_ИСХОДНЫЙ ТЕКСТ_
_____
Высылка Солженицына воспринималась как позор. Мы прямым текстом называли всех подонками, но выйти на площадь в голову не приходило. Практически все мои друзья были членами партии, куда вступали не из идейных, а из карьерных соображений. Если ты надеялся чего-то добиться в этой жизни, то членство в партии было таким же условием, как высшее образование... Я был секретарем комитета комсомола в НИИ, где я работал, еще учась в институте. И пришла разнарядка, что нужно принять в партию двух человек из интеллигентной среды. И вот нас с моей заместительницей, молодой развратной сучкой, приняли в ряды КПСС. Хотя в голове у меня было совсем другое...
_____
_ЛИСТИНГ ДАННЫХ_
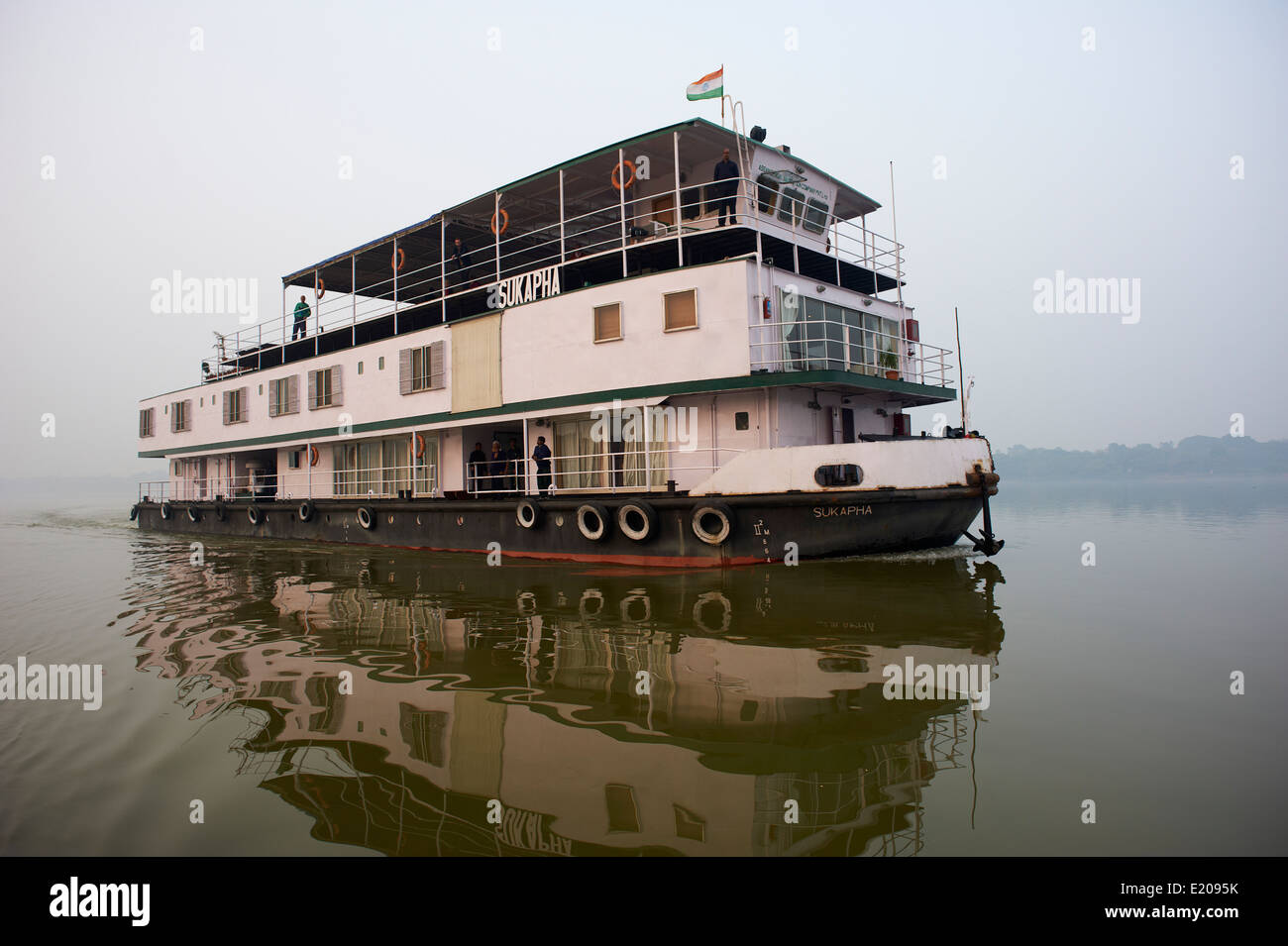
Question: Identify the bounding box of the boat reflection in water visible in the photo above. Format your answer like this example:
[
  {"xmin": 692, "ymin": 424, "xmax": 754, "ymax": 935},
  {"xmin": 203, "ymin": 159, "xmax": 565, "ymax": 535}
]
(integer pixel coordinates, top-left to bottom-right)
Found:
[{"xmin": 132, "ymin": 539, "xmax": 1002, "ymax": 856}]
_____
_ЗАДАНИЕ 1_
Найдите в листинге выше все строки, в которых встречается строка «xmax», и выпишите каждую из них целиком.
_ЗАДАНИЕ 2_
Продолжите воспоминания о высылке Солженицына и вступлении в КПСС, начав сразу после их последнего предложения.

_ОТВЕТ К ЗАДАНИЮ 1_
  {"xmin": 692, "ymin": 424, "xmax": 754, "ymax": 935},
  {"xmin": 203, "ymin": 159, "xmax": 565, "ymax": 535}
[{"xmin": 132, "ymin": 539, "xmax": 1002, "ymax": 856}]

_ОТВЕТ К ЗАДАНИЮ 2_
Но наш протест ограничивался кухонными посиделками. Конечно, были попытки выступить против несправедливости, но на бытовом уровне: на работе, в институте... Все эти попытки заканчивались неудачей, но почему — понятно только теперь. А тогда мы кипели: как же так, это же очевидно! Так не должно быть! Да, Митю исключили из Университета, но есть же порядочные коммунисты! Мы знали, что сталинские времена были чудовищными, но о Ленине так не думали. Мы считали, что Сталин все извратил. Никто не думал, что коммунизм кончится в восьмидесятые. Хоть мы и ржали, что «по просьбам трудящихся в 1980 году коммунизм был заменен Олимпийскими играми», но мы думали, что все-таки строим коммунизм. Когда вышла книга Андрея Амальрика «Просуществует ли СССР до 1984 года?», нам было смешно. Конечно, просуществует!
Я помню, что Хоннекера за месяц до крушения берлинской стены спрашивали, допускает ли он мысль, что когда-нибудь две Германии объединятся. И он сказал, что эта стена будет стоять вечно. У нас было точно такое же ощущение реальности. И людей, которые могут сказать: да, мы предвидели, думаю, было очень и очень мало. Летом 1980 года меня призвали на военные сборы, и я был в Питере. Но мне удалось уговорить командиров отпустить меня на несколько дней в Москву: я пообещал, что привезу им какую-то фигню типа самоклеящейся пленки — у меня знакомые работали на Мытищинском строительном комбинате. И я приехал в пустую Москву. В день закрытия Олимпиады я шел по Калининскому проспекту, где, кроме меня, было еще четыре милиционера. И все. Это было как после термоядерной войны.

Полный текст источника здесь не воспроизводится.